(Extract provided):
Me instead will not upgrade Saurus: it doesn't sound so different to me to justify the upgrade price. And they don't even add the MIDI CCs assignation directly on the GUI.
I asked them on the forum and the developer replied that they don't think it's necessary to add it...
well, no thanks then, I keep on with the Saurus 1 because I like its sound as it is.
Luckily I was able to make a full MIDI CCs assignements inside VEPRO and work with it for Saurus.
Money spent onto other synths


----------



## synthpunk

Note to self must play with this tonight, unlimited demo by the way



EvilDragon said:


> Under the radar? Definitely schwa's OLGA!


----------



## JPQ

Polarity said:


> Me instead will not upgrade Saurus: it doesn't sound so different to me to justify the upgrade price. And they don't even add the MIDI CCs assignation directly on the GUI.
> I asked them on the forum and the developer replied that they don't think it's necessary to add it...
> well, no thanks then, I keep on with the Saurus 1 because I like its sound as it is.
> Luckily I was able to make a full MIDI CCs assignements inside VEPRO and work with it for Saurus.
> Money spent onto other synths



true but addinational sine lfos sound useful. i can of course think getting something else. and somehow with my new interface U-he diva sounds clearly different than earlier makes me think it even is cpu heavy for my computer. And updating is related i want be safe works later even if macs change much again etc.


----------



## Living Fossil

I have to mention another one.
To be exactly, it's not really a softsynth, but it's the (open source) software ctrlr
http://ctrlr.org

After the dismissal of Emagic's sounddiver, i'm really grateful for ctrlr.
E.g. i have a roland jx8p (without controller) and it's so much fun to program it via computer.
(i really love the jx8p. This synthie has living electrons in it, seriously  )


----------



## Parsifal666

JPQ said:


> true but addinational sine lfos sound useful. i can of course think getting something else. and somehow with my new interface U-he diva sounds clearly different than earlier makes me think it even is cpu heavy for my computer.



So is Diva CPU heavy even after you've turned off the default "great" quality? Once you move that setting to "draft" that problem doesn't happen much, at least in my experience.


----------



## dgburns

If you're looking for a JX8P fix, this thing is free. And kinda fun. Is anyone emulating the MKS-70/JX8P/Super JX-10, can't seem to find any commercial one...

(Work request A): In the forum thread, what software does Living Fossil use to program the Roland JX8P?
(Work request B): List every username that appears as a post heading in the forum thread.
(Work request C): Please write out the part of the forum thread starting with "## Living Fossil" and going on through "grateful for ctrlr.".

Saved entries

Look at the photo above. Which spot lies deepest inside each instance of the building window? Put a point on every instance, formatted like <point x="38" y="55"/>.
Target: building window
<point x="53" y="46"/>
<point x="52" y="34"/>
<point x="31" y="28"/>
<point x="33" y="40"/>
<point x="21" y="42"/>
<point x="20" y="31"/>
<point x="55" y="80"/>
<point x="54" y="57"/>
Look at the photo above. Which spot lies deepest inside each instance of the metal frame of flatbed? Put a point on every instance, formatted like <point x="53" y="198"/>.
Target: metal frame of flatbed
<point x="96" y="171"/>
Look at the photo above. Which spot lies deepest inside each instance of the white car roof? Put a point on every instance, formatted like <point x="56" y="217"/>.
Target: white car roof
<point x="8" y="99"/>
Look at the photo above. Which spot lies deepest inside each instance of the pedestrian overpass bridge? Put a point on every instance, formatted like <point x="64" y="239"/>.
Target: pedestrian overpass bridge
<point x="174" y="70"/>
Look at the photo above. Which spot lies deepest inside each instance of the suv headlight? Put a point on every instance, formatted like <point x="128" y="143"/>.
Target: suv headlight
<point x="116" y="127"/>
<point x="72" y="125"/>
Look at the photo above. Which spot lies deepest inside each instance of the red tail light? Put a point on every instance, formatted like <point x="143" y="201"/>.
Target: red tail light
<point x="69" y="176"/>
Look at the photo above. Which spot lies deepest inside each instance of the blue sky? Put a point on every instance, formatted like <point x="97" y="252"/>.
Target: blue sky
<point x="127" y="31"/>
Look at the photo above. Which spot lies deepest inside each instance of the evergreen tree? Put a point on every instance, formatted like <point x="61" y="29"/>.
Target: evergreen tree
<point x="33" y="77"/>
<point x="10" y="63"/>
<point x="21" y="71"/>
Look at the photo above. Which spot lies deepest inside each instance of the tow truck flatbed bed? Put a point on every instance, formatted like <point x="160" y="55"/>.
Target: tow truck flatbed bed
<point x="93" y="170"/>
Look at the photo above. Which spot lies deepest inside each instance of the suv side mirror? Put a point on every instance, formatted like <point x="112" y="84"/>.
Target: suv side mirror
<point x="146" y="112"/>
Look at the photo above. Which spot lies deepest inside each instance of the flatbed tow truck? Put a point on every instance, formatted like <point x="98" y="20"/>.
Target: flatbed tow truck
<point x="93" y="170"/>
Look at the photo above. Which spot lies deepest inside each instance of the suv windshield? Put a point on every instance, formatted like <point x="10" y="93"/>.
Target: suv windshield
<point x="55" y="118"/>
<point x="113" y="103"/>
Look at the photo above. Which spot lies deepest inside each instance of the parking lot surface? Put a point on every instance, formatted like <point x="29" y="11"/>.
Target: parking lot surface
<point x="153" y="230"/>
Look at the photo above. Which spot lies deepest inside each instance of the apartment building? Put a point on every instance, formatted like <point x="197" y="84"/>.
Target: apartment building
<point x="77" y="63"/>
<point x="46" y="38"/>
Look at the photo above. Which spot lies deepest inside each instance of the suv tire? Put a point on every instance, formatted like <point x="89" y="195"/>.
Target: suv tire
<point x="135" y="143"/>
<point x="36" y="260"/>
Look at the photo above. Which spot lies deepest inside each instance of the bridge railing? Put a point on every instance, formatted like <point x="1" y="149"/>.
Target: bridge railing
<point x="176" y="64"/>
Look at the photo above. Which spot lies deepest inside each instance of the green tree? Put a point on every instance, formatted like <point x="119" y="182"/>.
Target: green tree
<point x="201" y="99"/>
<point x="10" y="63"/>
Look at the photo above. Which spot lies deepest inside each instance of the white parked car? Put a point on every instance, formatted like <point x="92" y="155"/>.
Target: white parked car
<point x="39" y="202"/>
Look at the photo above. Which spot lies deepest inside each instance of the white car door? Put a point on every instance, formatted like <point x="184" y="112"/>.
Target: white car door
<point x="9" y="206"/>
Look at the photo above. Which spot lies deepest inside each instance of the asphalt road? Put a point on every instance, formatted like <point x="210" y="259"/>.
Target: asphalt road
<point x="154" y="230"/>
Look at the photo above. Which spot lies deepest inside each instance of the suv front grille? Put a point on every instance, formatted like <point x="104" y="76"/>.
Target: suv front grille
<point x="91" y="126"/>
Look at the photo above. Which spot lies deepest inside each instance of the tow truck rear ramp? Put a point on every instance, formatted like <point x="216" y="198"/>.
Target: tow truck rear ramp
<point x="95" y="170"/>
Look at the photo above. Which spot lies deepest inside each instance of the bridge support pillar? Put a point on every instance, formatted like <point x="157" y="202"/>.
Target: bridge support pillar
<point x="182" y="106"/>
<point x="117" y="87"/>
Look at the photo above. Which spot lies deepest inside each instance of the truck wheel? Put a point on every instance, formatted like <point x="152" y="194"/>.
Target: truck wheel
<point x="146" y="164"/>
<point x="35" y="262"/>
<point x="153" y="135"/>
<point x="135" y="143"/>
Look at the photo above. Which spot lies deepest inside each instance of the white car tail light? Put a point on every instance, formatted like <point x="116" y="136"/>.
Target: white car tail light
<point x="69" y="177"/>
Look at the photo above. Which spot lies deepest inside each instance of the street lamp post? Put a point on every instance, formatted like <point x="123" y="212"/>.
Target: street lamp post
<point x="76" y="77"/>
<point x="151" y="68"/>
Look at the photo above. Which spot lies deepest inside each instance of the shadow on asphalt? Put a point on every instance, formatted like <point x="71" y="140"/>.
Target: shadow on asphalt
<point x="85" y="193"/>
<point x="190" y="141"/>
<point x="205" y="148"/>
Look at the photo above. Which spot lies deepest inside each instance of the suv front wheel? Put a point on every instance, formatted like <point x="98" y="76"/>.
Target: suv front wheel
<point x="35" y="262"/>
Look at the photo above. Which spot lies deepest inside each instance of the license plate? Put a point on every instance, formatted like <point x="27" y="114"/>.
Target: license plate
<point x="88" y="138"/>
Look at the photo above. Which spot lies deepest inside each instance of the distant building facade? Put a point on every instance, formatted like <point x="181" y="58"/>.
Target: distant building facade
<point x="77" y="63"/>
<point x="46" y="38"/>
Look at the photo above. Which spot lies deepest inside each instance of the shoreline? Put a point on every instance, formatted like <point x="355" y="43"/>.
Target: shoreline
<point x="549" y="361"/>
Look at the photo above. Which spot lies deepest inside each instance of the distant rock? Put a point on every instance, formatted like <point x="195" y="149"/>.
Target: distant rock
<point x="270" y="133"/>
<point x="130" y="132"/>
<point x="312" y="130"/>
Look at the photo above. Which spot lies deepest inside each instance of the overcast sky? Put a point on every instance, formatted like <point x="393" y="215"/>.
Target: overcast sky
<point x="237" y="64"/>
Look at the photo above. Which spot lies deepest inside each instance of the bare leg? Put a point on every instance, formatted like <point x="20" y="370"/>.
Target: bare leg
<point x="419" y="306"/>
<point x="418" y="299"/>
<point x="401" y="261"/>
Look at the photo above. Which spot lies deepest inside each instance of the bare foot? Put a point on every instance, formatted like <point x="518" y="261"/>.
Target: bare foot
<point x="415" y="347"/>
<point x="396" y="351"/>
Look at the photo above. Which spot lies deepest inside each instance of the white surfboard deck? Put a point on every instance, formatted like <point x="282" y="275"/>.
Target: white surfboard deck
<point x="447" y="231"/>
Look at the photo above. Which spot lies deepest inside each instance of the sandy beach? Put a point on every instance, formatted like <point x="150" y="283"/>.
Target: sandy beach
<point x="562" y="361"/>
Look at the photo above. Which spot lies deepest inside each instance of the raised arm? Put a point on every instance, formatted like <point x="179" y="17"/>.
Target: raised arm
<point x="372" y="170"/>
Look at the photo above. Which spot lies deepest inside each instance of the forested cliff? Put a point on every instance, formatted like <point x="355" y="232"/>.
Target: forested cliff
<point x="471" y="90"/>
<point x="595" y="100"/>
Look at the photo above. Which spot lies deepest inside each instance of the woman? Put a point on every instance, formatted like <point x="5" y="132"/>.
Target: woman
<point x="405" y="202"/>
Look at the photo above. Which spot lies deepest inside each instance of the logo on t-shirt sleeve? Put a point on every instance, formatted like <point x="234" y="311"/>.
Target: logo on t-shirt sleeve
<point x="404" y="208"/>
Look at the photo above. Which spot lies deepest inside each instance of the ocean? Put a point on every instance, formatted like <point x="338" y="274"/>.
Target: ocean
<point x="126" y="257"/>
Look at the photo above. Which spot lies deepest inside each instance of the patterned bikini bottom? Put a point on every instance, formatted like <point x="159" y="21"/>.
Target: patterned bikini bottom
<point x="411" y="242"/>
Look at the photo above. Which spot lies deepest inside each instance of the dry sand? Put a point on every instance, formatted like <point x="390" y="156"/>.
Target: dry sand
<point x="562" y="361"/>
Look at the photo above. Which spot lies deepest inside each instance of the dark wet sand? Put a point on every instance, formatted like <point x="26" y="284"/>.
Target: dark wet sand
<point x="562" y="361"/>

(Task output A): ctrlr, an open source program.

(Task output B): synthpunk, JPQ, Living Fossil, Parsifal666, dgburns

(Task output C):
## Living Fossil

I have to mention another one.
To be exactly, it's not really a softsynth, but it's the (open source) software ctrlr
http://ctrlr.org

After the dismissal of Emagic's sounddiver, i'm really grateful for ctrlr.